WHAT TO DO
Reproduce the material from the line with "of the engine" up to and including the line with "(1064, 289)", request lines included, and scale every coordinate in the answers by 0.5, rounding to whole numbers with halves going up. Leave everything else unchanged.

TASK INPUT
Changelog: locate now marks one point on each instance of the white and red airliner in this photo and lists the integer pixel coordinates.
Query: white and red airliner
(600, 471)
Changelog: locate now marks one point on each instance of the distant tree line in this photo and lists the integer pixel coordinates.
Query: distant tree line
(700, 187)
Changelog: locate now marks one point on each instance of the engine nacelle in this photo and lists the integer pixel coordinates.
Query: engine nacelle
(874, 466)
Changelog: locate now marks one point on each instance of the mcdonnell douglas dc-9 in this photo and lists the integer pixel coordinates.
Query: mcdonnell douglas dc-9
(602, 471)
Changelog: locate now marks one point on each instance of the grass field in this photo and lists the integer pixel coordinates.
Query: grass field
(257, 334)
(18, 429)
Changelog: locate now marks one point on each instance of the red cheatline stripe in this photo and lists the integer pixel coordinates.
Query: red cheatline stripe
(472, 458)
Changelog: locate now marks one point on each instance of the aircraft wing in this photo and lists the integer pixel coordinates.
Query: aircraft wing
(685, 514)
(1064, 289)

---

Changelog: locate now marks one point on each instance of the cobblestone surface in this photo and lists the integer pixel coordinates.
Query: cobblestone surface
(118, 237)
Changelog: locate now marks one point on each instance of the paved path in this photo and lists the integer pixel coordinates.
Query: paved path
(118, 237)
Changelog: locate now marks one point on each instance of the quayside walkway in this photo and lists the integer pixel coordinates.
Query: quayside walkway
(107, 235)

...

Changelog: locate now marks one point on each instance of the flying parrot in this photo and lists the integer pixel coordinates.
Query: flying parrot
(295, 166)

EXERCISE ANSWER
Changelog: locate now marks one point on each instance of the engine nacelle in this photo and lists the integer pixel coordinates.
Query: engine nacelle
(437, 233)
Changelog: locate now marks one point on each instance of the mcdonnell douglas dc-9 in this photo and lists the integer pixel coordinates.
Query: mcdonnell douglas dc-9
(301, 236)
Changelog: locate now marks one point on each instance of the grass field in this photo and lists the integer pixel coordinates.
Query: grass field
(129, 167)
(9, 215)
Changelog: locate now marks one point on each instance of the red cheatline stripe in this photo and lists the integer pixel coordinates.
Query: red cheatline stripe
(236, 229)
Changelog: locate now marks one point on each instance of the aircraft wing in this photo and lists the integer pixel coordinates.
Query: aircraft wing
(343, 257)
(532, 145)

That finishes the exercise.